— Problem description —
Reproduce verbatim the stretch of the items below from the line containing "belt buckle --mode=segment" through the end of the items, both ends included.

— start Data shown —

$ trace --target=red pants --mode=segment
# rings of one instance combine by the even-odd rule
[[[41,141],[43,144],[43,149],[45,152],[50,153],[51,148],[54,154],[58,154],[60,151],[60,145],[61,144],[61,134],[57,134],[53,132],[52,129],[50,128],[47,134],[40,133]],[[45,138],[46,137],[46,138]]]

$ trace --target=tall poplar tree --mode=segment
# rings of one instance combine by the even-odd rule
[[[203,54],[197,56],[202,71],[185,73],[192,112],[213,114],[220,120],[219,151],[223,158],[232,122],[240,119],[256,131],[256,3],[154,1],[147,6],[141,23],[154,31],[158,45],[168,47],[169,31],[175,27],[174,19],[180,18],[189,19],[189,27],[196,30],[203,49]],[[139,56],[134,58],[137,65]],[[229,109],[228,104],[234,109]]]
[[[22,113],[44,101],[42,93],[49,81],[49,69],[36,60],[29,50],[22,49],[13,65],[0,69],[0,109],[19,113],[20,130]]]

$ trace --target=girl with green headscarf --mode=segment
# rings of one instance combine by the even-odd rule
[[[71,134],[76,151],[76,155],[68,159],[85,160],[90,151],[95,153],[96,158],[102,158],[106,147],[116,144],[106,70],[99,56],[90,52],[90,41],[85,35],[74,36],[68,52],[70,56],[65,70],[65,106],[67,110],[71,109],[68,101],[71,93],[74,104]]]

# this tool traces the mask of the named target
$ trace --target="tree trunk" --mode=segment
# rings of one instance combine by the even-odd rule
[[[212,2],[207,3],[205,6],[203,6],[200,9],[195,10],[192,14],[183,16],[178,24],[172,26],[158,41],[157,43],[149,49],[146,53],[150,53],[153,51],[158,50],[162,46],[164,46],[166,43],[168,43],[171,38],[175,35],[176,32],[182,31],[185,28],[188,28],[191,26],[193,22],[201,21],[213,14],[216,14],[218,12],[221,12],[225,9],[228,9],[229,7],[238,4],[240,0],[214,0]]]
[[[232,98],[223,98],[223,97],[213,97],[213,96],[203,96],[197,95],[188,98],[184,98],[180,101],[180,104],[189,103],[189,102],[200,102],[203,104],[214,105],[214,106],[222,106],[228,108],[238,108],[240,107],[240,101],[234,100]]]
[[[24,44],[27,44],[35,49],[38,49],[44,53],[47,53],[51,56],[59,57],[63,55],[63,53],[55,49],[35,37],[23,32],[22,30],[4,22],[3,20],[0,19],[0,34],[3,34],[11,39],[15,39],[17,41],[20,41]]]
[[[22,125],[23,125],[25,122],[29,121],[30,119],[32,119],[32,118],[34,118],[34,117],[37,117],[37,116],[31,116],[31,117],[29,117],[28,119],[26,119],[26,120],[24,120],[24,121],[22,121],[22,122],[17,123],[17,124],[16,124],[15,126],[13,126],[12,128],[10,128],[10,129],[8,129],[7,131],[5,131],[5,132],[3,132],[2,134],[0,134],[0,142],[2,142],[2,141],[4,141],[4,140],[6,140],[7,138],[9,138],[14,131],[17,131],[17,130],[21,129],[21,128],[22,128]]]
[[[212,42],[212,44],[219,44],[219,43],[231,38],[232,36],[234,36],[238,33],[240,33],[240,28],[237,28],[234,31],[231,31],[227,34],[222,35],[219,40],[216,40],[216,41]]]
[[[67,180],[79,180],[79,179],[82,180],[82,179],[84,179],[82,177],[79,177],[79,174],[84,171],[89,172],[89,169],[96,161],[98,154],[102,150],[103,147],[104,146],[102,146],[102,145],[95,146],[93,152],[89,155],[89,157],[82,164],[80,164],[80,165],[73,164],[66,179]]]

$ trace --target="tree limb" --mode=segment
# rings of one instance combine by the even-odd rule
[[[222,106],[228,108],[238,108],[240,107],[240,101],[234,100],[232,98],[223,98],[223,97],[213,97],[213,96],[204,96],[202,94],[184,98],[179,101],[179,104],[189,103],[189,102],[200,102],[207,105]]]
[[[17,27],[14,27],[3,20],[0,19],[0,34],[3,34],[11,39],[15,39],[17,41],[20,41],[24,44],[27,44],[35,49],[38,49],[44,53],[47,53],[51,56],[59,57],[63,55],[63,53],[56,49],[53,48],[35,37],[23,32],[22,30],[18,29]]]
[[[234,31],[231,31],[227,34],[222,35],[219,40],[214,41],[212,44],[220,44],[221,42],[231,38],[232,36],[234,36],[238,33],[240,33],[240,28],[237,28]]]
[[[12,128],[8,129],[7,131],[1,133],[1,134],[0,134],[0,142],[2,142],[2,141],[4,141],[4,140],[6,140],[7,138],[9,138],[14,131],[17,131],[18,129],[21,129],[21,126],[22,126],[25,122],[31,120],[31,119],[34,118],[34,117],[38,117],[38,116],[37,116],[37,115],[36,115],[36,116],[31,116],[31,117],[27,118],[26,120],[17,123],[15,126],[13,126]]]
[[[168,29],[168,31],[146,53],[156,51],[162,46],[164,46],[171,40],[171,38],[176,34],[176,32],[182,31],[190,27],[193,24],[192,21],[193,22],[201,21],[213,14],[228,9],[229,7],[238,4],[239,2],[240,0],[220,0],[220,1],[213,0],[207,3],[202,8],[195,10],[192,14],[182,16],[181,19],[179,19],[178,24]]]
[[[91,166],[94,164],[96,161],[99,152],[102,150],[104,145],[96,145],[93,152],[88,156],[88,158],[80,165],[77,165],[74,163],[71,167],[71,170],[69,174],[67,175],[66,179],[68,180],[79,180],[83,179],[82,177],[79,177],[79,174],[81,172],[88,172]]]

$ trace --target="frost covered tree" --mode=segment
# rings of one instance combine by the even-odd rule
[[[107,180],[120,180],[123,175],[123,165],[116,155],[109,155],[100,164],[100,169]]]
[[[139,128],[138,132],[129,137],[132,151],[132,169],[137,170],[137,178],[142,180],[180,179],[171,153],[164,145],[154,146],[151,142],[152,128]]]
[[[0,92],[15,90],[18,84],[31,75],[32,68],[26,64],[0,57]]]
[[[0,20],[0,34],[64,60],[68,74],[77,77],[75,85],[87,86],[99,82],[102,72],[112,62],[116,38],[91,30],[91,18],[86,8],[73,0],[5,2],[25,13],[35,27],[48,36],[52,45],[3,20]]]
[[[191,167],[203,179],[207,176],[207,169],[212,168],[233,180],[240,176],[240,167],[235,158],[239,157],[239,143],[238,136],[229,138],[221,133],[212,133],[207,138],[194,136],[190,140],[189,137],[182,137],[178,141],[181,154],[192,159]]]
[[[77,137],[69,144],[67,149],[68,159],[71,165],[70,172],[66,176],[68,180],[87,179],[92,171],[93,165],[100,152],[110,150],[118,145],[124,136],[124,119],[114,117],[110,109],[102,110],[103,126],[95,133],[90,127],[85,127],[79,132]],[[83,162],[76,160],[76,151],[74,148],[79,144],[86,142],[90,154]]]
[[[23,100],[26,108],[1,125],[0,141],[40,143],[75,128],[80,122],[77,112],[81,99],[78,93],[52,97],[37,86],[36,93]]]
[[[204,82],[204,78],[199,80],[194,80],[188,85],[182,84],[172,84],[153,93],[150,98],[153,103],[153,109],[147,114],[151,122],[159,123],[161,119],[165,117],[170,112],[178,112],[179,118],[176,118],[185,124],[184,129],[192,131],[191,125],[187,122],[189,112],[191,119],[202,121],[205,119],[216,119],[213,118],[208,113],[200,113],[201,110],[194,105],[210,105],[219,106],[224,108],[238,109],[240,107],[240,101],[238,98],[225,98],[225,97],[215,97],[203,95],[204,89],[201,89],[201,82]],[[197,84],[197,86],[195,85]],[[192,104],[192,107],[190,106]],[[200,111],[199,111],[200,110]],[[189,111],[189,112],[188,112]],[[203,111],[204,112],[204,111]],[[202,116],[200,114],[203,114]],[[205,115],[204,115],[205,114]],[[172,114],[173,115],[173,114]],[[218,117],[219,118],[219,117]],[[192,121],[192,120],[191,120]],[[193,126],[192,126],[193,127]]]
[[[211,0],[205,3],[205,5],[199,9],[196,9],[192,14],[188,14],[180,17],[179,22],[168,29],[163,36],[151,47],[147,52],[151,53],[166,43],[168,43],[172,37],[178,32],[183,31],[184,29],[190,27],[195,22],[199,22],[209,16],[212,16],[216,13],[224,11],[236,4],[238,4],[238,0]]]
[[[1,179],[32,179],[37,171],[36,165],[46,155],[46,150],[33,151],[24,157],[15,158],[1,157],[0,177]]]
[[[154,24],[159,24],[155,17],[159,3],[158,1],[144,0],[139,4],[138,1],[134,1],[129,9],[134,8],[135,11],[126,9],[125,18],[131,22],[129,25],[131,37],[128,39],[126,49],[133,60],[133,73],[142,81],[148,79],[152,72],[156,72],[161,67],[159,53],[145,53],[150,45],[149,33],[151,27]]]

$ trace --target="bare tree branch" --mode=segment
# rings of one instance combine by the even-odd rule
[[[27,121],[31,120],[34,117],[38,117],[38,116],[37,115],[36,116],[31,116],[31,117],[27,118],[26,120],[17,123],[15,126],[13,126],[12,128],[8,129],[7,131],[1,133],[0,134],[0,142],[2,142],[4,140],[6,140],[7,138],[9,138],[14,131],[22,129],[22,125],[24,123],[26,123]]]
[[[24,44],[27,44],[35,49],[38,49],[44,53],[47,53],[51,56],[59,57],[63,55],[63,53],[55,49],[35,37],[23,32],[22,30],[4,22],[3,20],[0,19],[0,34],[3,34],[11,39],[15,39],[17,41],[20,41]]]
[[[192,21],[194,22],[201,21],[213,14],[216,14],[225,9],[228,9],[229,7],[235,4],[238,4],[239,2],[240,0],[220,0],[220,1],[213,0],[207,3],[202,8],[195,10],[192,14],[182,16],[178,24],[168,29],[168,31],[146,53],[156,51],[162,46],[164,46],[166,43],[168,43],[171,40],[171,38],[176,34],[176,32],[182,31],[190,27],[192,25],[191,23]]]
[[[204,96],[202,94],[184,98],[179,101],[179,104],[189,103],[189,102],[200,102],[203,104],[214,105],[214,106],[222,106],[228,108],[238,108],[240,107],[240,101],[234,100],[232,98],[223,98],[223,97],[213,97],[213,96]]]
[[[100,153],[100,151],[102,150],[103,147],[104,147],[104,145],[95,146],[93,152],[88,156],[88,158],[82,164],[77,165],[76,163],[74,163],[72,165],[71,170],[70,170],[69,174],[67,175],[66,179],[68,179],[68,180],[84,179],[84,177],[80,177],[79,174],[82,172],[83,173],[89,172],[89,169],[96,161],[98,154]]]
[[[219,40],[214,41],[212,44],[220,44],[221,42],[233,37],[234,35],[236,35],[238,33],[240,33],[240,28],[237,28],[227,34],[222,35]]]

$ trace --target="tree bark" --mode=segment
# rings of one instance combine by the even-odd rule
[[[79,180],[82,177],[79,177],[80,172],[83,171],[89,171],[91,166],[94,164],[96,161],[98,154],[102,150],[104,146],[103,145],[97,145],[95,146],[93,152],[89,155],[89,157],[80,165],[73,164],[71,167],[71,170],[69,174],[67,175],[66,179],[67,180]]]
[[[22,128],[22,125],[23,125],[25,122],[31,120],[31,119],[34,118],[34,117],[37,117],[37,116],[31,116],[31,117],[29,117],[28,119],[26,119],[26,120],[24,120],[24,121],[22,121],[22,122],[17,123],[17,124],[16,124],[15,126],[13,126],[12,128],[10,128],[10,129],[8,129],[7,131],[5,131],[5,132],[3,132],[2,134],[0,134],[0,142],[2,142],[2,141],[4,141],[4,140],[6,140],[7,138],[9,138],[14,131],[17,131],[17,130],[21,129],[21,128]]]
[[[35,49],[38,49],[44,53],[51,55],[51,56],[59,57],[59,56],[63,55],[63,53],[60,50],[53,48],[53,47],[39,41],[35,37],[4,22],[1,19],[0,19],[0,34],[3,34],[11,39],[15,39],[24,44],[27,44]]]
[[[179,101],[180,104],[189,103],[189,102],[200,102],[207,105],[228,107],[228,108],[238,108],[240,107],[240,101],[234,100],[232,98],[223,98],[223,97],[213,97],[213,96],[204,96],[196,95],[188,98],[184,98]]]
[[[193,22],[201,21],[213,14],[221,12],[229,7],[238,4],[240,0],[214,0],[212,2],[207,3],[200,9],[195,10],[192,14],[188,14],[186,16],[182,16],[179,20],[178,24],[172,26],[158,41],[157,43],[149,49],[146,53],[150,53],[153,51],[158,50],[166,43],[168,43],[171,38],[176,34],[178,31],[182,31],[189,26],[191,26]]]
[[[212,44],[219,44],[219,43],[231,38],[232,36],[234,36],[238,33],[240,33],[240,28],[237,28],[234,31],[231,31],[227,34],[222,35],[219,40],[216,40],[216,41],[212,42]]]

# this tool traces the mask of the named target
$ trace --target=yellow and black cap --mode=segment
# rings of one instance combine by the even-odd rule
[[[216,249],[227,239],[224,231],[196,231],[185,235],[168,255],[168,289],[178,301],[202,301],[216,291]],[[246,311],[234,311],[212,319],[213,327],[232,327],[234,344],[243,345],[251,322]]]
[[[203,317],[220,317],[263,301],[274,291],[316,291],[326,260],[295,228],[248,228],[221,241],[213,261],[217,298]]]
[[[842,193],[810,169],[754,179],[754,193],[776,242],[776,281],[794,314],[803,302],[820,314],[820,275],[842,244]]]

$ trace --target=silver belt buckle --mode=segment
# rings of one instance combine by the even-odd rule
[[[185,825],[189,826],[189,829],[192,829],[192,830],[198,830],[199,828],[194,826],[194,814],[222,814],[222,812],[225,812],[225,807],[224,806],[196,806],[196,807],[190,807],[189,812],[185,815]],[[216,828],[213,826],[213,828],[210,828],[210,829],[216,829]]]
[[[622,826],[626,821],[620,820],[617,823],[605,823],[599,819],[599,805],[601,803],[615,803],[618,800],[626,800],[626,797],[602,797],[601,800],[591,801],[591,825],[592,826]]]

— end Data shown —

— Answer in full —
$ trace --target=silver belt buckle --mode=segment
# rings of one instance combine by the even-odd rule
[[[185,825],[189,826],[189,829],[192,829],[192,830],[198,830],[199,828],[194,826],[194,814],[222,814],[222,812],[225,812],[225,807],[224,806],[196,806],[196,807],[190,807],[189,812],[185,815]],[[216,828],[213,826],[213,828],[210,828],[210,829],[216,829]]]
[[[622,826],[626,821],[620,820],[617,823],[605,823],[599,819],[599,805],[601,803],[615,803],[618,800],[626,800],[626,797],[602,797],[601,800],[591,801],[591,825],[592,826]]]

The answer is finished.